» Assignment: Please answer from the article on the seized Bengal cats below: for how many years was the breeder banned from commercial cat breeding?

» Source text:
--------------------------------------------------

AUSTRALIA – A man has recently been banned from commercial cat breeding for 10 years after more than 70 exotic Bengal cats, some diseased, were seized at his townhouse.

Kevin Cheng was found to be guilty of breaching the Domestic Animals Act of 1994.

Appearing at Sunshine Magistrates’ Court, he was ­ordered to stop operating /or working in “any domestic animal business” for a total of ten years and ordered to pay court costs of $26,798, plus a $5000 fine.

However, Mr Cheng, of Point Cook, told the Herald Sun on Wednesday night he would continue breeding cats “as a hobby” — a statement which angered many animal rescue groups.

Jayde Harvey adopted Phoebe last year after the cat suffered abuse at the hands of a breeder. Picture: Ellen Smith
Jayde Harvey adopted Phoebe last year after the cat suffered abuse at the hands of a breeder. Picture: Ellen Smith

 

Nathan Miles, who is the founder of Western Suburbs Cat Rescue, said: “We are disappointed. We had hoped for a much harsher penalty, including a ban on owning any cats.

“These poor cats suffered all in the name of greed and pro­fit.”

There were no animal cruelty charges brought up against Mr Cheng.

Wyndham City rangers discovered his home was filled with pedigree cats — some suffering from cat flu, which can cause blindness — crammed into cages with putrid kitty litters in February last year.

A grand total of 72 cats of “varying degrees of health” were found.

Of those, 52 were kittens and 30 were so sick they that needed to be put down.

Kittens seized from Mr Cheng’s property were in a bad state.
Kittens seized from Mr Cheng’s property were in a bad state.

 

Wyndham council director of city transformation Steven Lambert stated: “This is the worst example of a kitten factory that Wyndham City has ever seen.

“Considering the maximum fine available to the magistrate in this case was more than $430,000, council is disappointed a fine of just $5000 was issued.”

However, Mr Cheng is admitting he would continue to breed and import the designer cats.

“I am still allowed to have pet cats and show them and breed for a hobby and no profit, if the numbers are OK,” he said. “I never had any intention of being a commercial cat breeder. I do belong to a cat breeding council.”

Mr Cheng is also claiming he was overseas at the time of the rangers’ raid and blamed his animals’ poor health, putrid cages and cat flu on a “trusted” friend who had been caring for them for a total of 16 days.

With the help of local animal charities, many of Mr Cheng’s surviving cats were placed in new homes.

Thirty of the cats seized from Mr Cheng’s property were so sick, they had to be put down.
Thirty of the cats seized from Mr Cheng’s property were so sick, they had to be put down.

 

Jayde Harvey, who lives in Lilydale, adopted Phoebe last year.

“We were told she’d been locked in tiny dirty cages and many others were sick, they had no quality of life,” she stated.

“She’s so beautiful, I’m so glad I got to give her a second chance at a happy life.”

--------------------------------------------------

» Source material:
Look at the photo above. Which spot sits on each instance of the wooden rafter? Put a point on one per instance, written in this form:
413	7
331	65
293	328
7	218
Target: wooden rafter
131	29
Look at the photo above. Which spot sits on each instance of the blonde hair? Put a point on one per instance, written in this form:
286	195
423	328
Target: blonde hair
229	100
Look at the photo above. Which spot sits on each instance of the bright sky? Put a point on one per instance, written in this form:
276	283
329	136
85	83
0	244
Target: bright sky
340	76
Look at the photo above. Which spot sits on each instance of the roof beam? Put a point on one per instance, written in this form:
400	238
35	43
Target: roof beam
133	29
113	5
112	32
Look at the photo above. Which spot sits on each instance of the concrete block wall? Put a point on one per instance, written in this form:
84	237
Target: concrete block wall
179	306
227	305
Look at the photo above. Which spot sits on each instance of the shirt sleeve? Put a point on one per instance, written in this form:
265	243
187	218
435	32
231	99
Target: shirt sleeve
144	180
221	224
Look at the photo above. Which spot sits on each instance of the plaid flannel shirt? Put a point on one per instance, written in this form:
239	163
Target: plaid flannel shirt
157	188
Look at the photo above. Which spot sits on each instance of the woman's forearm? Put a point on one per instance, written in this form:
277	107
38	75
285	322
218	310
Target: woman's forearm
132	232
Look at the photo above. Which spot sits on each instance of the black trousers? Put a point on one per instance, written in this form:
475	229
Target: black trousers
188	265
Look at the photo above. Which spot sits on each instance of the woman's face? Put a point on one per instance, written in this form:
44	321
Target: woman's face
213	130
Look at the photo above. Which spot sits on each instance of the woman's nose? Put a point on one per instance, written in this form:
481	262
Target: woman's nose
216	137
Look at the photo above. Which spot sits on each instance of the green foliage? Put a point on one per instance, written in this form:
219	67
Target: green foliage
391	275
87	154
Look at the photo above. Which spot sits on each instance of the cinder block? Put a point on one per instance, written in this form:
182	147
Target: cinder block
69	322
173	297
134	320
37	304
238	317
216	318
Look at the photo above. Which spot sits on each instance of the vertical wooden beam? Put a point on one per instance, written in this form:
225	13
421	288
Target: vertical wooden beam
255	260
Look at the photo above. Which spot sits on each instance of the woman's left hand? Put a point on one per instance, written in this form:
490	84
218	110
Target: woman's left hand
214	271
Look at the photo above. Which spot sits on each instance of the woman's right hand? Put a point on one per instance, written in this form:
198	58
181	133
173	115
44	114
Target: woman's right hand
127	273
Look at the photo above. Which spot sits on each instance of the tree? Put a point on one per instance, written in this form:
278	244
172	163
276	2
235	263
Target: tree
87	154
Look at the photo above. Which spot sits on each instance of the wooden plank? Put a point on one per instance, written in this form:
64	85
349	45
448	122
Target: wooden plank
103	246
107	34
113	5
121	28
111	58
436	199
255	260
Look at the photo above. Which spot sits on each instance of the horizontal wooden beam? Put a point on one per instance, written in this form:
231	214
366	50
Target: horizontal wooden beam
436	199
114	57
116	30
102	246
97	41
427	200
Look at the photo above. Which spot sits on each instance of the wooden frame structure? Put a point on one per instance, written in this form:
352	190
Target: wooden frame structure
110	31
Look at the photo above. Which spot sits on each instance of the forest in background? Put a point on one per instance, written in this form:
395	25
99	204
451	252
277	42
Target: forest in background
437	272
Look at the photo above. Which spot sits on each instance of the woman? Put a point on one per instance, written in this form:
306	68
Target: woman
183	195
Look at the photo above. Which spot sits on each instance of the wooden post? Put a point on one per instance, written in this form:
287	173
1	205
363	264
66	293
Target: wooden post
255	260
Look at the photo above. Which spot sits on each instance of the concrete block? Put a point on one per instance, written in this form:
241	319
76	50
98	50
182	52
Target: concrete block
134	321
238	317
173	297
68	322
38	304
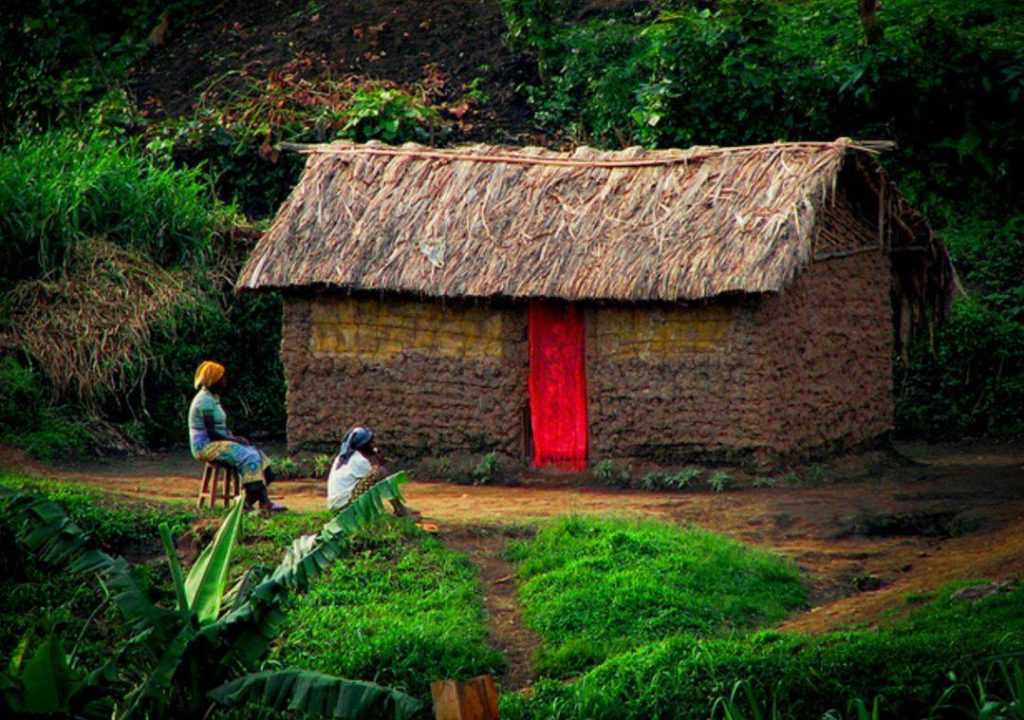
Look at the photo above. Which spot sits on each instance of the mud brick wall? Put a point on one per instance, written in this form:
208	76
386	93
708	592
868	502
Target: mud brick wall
787	375
426	376
829	340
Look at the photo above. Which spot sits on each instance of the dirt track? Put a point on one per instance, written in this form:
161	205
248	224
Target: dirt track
872	533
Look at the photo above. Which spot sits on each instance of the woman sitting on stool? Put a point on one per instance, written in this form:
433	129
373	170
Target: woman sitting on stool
356	468
213	442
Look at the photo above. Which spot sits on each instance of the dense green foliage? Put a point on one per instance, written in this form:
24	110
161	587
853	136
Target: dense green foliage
201	647
593	588
39	601
59	188
59	56
402	612
943	78
59	191
907	665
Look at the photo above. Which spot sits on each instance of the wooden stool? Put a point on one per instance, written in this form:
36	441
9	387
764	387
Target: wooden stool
211	474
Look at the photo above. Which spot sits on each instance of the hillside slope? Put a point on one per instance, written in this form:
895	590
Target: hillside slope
456	46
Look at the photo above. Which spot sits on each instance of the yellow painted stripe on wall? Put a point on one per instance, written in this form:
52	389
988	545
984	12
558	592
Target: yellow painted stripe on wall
373	329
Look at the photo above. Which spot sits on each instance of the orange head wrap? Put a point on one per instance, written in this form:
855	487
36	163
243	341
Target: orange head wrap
208	374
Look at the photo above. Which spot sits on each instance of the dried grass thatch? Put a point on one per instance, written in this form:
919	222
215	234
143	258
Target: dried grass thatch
635	224
89	328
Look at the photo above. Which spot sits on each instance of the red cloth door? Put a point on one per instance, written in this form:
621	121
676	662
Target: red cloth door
557	385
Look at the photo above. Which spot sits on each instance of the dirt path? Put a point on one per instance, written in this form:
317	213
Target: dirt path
870	534
483	545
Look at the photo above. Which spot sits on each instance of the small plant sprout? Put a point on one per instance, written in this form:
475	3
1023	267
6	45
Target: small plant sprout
444	466
682	479
816	474
604	472
484	473
322	465
720	481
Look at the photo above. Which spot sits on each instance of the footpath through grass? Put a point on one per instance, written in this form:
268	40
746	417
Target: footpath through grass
593	588
650	621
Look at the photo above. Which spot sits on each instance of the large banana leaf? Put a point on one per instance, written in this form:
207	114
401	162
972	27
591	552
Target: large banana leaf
44	528
46	532
207	580
317	694
251	621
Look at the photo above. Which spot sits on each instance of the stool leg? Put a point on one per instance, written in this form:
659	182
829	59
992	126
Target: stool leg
204	491
227	486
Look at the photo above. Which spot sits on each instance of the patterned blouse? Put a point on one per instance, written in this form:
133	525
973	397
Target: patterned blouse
205	406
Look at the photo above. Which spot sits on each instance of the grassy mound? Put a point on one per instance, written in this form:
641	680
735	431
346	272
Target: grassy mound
595	587
403	611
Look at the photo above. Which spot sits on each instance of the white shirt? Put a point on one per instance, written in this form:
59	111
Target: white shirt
343	478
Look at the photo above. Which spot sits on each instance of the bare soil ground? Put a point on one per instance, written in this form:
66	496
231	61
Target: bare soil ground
875	532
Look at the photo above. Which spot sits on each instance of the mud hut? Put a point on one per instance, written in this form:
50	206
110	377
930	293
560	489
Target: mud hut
566	307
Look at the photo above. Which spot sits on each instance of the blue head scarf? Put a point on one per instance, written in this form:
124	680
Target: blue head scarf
356	438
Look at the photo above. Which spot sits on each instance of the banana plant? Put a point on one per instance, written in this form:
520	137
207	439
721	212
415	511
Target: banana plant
210	645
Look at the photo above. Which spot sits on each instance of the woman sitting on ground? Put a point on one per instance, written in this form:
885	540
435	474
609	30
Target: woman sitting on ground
213	442
356	468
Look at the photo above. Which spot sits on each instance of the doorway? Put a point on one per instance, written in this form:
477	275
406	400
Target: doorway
557	385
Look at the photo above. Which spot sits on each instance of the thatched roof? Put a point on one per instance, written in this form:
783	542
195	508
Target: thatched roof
635	224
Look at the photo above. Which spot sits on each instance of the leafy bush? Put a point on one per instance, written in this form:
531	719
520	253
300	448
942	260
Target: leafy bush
943	79
403	612
486	471
59	188
907	665
59	56
595	587
322	465
389	115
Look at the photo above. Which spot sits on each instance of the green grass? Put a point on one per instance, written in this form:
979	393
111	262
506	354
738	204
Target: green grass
402	610
908	665
38	597
595	587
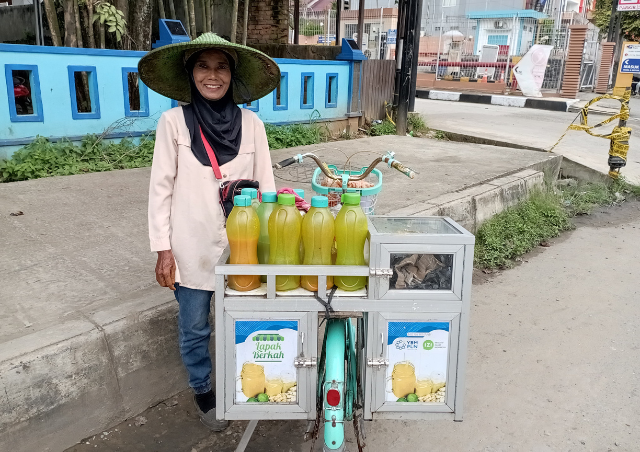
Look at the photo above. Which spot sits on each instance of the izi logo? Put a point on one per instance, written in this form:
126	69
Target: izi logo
427	345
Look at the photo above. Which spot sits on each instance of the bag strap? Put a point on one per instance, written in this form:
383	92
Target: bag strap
212	157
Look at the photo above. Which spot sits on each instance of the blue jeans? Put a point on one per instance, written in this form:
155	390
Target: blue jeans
194	334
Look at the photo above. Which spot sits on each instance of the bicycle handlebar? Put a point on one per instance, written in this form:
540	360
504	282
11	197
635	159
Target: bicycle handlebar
327	172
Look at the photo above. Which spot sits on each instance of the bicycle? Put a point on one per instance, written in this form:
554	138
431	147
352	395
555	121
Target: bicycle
338	391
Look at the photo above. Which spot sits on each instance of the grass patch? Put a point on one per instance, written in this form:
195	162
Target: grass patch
416	123
287	136
519	229
385	127
544	215
41	158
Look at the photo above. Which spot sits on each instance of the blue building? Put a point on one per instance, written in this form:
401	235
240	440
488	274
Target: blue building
67	93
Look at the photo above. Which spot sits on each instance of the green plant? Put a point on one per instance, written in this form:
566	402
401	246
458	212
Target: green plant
519	229
385	127
416	123
114	18
291	135
41	158
440	135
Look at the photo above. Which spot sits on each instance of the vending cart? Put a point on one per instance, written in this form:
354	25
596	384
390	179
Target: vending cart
414	317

--------------------------------------------------

» Task result: 10 years.